## To do
Turn the lines below, from the line with "Task: indicate the green foliage" to the line with "x=555 y=289", both included, into a numbered list. Skip any blank lines.

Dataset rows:
○ ○ ○ ○ ○

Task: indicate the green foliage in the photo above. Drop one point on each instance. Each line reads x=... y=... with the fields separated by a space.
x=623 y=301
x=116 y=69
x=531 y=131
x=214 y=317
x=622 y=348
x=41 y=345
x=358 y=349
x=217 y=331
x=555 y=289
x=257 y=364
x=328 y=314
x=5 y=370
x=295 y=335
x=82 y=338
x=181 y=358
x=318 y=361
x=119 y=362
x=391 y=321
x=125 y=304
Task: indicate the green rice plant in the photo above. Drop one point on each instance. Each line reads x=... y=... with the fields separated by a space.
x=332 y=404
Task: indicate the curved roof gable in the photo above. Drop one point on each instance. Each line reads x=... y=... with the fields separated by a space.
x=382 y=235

○ ○ ○ ○ ○

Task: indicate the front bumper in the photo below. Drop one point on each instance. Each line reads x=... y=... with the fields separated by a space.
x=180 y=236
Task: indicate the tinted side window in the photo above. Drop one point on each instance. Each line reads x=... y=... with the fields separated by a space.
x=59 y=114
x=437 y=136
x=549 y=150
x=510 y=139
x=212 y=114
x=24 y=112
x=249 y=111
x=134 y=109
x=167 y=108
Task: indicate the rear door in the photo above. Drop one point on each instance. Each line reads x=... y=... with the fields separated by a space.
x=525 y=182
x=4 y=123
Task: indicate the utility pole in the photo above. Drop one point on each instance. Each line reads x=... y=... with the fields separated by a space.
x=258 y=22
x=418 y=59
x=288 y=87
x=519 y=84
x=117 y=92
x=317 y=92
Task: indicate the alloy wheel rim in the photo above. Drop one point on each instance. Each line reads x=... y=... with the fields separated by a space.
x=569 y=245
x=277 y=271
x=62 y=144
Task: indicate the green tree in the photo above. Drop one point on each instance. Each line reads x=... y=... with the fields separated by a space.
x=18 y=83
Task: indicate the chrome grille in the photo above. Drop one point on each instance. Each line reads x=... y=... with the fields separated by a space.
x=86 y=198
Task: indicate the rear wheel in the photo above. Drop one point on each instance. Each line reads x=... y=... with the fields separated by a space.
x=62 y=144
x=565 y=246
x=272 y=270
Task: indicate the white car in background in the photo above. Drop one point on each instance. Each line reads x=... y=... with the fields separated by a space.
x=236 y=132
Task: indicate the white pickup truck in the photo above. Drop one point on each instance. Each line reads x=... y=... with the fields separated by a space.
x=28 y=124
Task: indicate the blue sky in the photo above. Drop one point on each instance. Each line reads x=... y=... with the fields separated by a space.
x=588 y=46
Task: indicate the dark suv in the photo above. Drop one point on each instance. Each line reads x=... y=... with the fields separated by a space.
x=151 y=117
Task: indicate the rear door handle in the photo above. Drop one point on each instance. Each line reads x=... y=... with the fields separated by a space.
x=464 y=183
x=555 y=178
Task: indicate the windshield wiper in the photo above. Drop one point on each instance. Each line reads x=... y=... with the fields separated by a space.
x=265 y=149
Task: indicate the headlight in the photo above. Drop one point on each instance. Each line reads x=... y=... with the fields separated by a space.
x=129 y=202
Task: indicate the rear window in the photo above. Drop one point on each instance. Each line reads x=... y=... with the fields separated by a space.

○ ○ ○ ○ ○

## Written solution
1. Task: indicate the green foliage in the photo above. Drop one point on each instance. Each line reads x=... y=... with the fields separated by a space.
2. x=623 y=301
3. x=116 y=69
4. x=531 y=131
5. x=214 y=317
6. x=622 y=348
7. x=41 y=345
8. x=358 y=349
9. x=217 y=331
10. x=555 y=289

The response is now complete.